**ACTIVITY**
Give only a number in reply. It should be how many lines in the records contain the string "instances".
***
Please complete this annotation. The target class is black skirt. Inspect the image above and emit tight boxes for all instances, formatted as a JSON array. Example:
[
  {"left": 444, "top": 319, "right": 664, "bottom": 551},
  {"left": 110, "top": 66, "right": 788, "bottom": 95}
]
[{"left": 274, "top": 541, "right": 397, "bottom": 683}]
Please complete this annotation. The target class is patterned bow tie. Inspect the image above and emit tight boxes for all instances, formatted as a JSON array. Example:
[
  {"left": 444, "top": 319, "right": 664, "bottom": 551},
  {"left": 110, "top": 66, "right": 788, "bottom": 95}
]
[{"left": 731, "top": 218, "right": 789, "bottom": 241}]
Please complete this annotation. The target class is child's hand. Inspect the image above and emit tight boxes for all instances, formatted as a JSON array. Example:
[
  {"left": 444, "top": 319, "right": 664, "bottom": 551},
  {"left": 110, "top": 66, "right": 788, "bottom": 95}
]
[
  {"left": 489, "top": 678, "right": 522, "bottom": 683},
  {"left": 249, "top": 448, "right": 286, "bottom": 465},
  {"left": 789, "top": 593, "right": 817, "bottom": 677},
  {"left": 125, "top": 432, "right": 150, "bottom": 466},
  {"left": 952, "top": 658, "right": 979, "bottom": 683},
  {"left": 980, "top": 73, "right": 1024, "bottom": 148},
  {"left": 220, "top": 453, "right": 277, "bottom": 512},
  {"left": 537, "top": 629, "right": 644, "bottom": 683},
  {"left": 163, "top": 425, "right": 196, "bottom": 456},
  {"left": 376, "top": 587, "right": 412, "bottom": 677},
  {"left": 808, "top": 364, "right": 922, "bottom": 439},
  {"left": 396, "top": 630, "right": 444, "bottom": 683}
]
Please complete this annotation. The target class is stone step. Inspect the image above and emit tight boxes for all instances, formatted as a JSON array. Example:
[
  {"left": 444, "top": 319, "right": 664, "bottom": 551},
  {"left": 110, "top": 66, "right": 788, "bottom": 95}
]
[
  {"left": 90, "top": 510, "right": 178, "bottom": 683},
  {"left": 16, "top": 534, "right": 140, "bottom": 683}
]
***
**COMPLETED TASK**
4